▶ _TASK DETAILS_: Please reproduce each line of the data below exactly as shown.

▶ _DATA SUPPLIED_:
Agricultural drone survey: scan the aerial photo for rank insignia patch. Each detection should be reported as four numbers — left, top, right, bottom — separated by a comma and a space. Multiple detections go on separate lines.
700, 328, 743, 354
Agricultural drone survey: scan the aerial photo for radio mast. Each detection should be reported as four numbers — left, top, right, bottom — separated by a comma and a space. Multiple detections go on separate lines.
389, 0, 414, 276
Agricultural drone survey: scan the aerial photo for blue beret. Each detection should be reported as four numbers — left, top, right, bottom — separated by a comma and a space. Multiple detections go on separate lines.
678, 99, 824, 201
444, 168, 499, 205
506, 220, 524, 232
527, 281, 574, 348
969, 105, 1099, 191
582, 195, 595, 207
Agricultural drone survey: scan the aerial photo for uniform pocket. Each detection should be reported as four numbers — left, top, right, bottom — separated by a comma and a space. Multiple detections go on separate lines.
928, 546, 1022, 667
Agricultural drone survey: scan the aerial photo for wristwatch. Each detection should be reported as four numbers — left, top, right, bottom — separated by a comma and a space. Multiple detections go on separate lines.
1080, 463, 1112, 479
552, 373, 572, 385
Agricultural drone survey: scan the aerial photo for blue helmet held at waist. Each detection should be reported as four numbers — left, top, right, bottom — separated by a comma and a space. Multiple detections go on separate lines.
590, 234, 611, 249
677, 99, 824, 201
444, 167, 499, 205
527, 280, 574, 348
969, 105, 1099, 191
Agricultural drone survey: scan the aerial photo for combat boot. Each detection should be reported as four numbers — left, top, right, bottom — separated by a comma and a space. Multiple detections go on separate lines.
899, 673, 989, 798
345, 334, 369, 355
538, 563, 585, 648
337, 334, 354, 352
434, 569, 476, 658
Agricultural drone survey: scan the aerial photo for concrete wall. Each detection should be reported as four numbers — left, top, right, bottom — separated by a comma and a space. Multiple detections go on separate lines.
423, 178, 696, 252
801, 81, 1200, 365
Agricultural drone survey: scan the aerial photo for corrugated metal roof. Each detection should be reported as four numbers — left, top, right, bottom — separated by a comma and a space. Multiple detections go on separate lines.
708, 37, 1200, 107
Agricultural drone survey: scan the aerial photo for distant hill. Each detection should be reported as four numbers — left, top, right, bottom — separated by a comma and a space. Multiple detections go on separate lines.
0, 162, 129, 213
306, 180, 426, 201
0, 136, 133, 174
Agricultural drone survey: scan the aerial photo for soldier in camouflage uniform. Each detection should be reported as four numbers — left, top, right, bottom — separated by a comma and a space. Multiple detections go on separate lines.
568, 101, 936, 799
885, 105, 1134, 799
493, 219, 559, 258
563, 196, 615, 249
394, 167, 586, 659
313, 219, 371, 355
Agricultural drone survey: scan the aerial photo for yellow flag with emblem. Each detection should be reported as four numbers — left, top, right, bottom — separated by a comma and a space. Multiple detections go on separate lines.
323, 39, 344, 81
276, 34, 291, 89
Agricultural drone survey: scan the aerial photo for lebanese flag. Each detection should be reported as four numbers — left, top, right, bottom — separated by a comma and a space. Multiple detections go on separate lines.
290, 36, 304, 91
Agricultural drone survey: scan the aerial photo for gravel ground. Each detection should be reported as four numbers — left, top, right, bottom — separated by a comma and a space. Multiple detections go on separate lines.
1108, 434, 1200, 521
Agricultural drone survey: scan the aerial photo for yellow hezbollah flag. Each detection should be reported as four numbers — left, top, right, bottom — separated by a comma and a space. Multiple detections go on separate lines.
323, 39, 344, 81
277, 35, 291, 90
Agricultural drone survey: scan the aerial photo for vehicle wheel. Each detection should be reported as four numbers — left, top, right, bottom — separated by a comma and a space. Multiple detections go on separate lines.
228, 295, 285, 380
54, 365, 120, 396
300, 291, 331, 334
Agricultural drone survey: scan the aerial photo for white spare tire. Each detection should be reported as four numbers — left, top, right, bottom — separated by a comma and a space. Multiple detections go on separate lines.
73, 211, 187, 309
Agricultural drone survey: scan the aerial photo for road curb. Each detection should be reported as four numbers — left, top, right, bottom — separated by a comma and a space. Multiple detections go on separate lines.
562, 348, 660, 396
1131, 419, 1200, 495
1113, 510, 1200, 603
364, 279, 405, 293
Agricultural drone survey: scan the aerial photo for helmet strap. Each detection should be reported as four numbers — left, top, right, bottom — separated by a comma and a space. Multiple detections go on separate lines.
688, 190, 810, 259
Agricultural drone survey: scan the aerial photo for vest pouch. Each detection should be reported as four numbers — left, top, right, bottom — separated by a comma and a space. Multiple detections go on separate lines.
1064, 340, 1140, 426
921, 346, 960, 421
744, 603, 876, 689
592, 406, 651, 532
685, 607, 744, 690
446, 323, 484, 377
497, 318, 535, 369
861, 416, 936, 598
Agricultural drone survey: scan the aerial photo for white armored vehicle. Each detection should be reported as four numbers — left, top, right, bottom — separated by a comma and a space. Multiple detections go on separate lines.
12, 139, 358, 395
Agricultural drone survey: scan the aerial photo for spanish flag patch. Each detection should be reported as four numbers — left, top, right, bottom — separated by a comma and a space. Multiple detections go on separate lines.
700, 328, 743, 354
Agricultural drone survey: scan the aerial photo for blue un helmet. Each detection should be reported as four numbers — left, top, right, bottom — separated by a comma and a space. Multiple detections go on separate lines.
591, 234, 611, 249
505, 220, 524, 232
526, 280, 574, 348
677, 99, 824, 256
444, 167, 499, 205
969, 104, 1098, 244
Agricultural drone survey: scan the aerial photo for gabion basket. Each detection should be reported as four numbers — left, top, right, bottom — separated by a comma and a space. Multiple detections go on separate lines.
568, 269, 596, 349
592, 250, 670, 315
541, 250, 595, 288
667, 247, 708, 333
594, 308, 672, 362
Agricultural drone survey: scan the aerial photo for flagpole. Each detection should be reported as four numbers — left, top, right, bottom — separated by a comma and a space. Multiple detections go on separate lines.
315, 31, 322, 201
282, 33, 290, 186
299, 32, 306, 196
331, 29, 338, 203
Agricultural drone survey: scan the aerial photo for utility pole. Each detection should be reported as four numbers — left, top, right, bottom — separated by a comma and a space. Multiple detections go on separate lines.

▶ _TASK SOLUTION_:
Agricultural drone survey: scan the aerial photo for rank insignia patch. Each detection should be reported as four numbers — left, top, right, bottom — separated by a comma and a space. Multiple detections go on separate lines.
700, 328, 743, 354
Agricultural drone survey: scan the aerial photo for radio mast. Each detection should be reported as four numbers — left, top, right, bottom — separated by a comma and a space. Multiple detections go on separate lines.
389, 0, 414, 276
Agricultural drone survey: scan the aerial photo for blue beret. Each detection should be reported as four numbers — left, top, right, bottom — separated by a comma and a space. Multiple detections go on separate lines.
678, 99, 824, 201
444, 168, 499, 205
506, 220, 524, 232
527, 281, 574, 348
969, 105, 1099, 191
582, 195, 595, 207
Agricultural drone survey: scan the aerial photo for uniform pocket. Each detection should be reported as four numbers — left, top, right, bottom — separated by a comma and a space. Multiple detections go on separate lines.
928, 546, 1022, 667
Agricultural drone survey: scan the aerial photo for wristwatch. Each detection should be reported as four numbers — left, top, right, bottom — separated by a comma and a space. Multiple detections go on separate lines.
1080, 463, 1112, 479
552, 373, 572, 385
Agricultural drone survey: scan the aerial photo for blue helmet held at waist. Each detection should be reported as four numbers — left, top, right, bottom — separated by a comma and a space. Multiple detections go on separate lines.
590, 234, 611, 249
677, 99, 824, 201
444, 167, 499, 205
527, 280, 574, 348
969, 105, 1099, 191
Agricultural drone survey: scan the aerial photo for combat boot. Each detection should be reported as four numbers — left, top, right, bottom — separated by a comma and a space. Multiple detections go on separate lines.
899, 673, 989, 798
345, 334, 369, 355
538, 563, 585, 648
337, 334, 354, 352
434, 569, 476, 658
Agricultural drone survey: scan the aerial photo for concrete wall. Each detection should be reported as four numbers — left, top, right, bottom — separated by a comma and a space. Multiple detections go on separate lines.
423, 178, 696, 252
801, 81, 1200, 365
Agricultural drone survey: scan the aerial photo for corrugated metal roof. Each detection should be reported as four numbers — left, top, right, bottom — separated by a comma and a space. Multiple detections go on separate lines.
708, 37, 1200, 107
Agricultural drone survey: scan the aerial photo for distant hill. Each detection should be reported as four numbers — left, top, right, bottom — separated by a comma and a space. Multiple detections go on separate lines.
0, 162, 129, 213
306, 180, 426, 201
0, 136, 133, 174
Agricultural drone survey: scan the aerial photo for soldier in camouflage uniform. Each detection should be reported as four numbers — left, top, right, bottom — separated by a comma and a space. Multiple detections go on separate lines.
568, 101, 936, 799
885, 105, 1134, 799
493, 219, 559, 258
563, 196, 615, 249
394, 167, 586, 659
313, 219, 371, 355
Agricultural drone survey: scan the aerial photo for yellow flag with emblem. Each detection should be reported as four numbers — left, top, right, bottom — separated by a comma and a space. Multiple detections go on separate lines.
323, 39, 344, 81
276, 34, 291, 89
Agricultural drone survey: scan the aerial photo for lebanese flag. Each detection should be reported as four numbers — left, top, right, bottom — separated by a comma and a space. Multiple detections go on separate lines.
290, 36, 304, 91
Agricultural drone survey: scan the aerial photo for gravel ground. Each detection should be reported as four numbers — left, top, right, bottom — separated by a comma and a space. Multiple detections go on separate lines.
1108, 434, 1200, 521
Agricultural drone survey: scan the aerial photo for yellow hezbollah flag. Each detection should be reported as four numbers — left, top, right, bottom — separated by a comma and a space. Multiple detections go on separate lines.
323, 39, 344, 81
277, 35, 291, 90
Agricultural drone survey: scan the aerial photo for vehicle wheel. Each detection should be reported as four numbers — left, top, right, bottom — separated by a comma and a space. Multiple detections go on separate lines.
228, 295, 285, 380
54, 365, 120, 396
300, 291, 331, 334
Agricultural drone survey: scan the aerial photo for white spare tire. Each detection should be reported as four numbers — left, top, right, bottom — separated by a comma and a space. Multiple detections go on separate lines.
73, 211, 187, 309
Agricultural drone survey: scan the aerial photo for road curb. Each detection should be reported as four numbers — left, top, right, bottom — separated by a comma and a space. Multiple detections go on separate lines.
562, 348, 660, 396
1131, 419, 1200, 495
1113, 510, 1200, 603
364, 279, 405, 293
Agricultural drone survey: scan the aerial photo for helmet strap. Each detection should be reported as four numbers — left, top, right, bottom — separated by a comma and a space. Multiple detections go on separate lines.
688, 190, 810, 259
Agricultural drone survey: scan the aerial photo for vest pouch. Each detection should be reported as four numbers — left, top, right, bottom — separated by a comma and a space. Multiple detections go on separate lines.
1064, 340, 1140, 426
921, 346, 960, 421
744, 603, 876, 689
592, 406, 651, 532
685, 607, 744, 690
446, 323, 484, 377
497, 318, 535, 369
861, 416, 936, 598
Agricultural drone survey: scan the aerial photo for white armored vehicle. Each detection should be reported as four numbers — left, top, right, bottom — separated by a comma and a space. Multiple detections go on separate lines.
12, 139, 358, 395
Agricultural drone survey: scan the aerial photo for spanish flag patch. Each detection should be reported as four numbers — left, top, right, bottom — separated by a comma and a space. Multiple detections go on separate lines.
700, 328, 743, 354
Agricultural drone survey: scan the aerial photo for blue un helmet. Each detection should be reported as four numbers — left, top, right, bottom — separated by a comma and a space. Multiple detections go on separate lines.
591, 234, 611, 249
505, 220, 524, 232
526, 280, 574, 348
677, 99, 824, 256
444, 167, 499, 205
969, 104, 1098, 244
Agricultural drone survey: scan the aerial photo for gabion basket. Each detection should be reported as four numbers — left, top, right, bottom — separated by a comma and a space. Multiple detections go on separate lines.
568, 269, 596, 349
592, 250, 670, 315
541, 250, 595, 288
667, 247, 708, 333
594, 308, 672, 362
Agricultural drone survey: scan the aerial photo for flagpole. Each detection should be reported as four numbers — left, top, right, bottom — separated by a comma and a space. Multiple detections go on separate lines.
315, 31, 322, 201
282, 33, 290, 186
299, 32, 306, 196
331, 29, 338, 203
Agricultural drone survey: scan the aerial photo for utility pole. Each detection should be reported as four numbers — left, top, right, bottom — separated by a comma and a space. Multiple detections go on separate lines.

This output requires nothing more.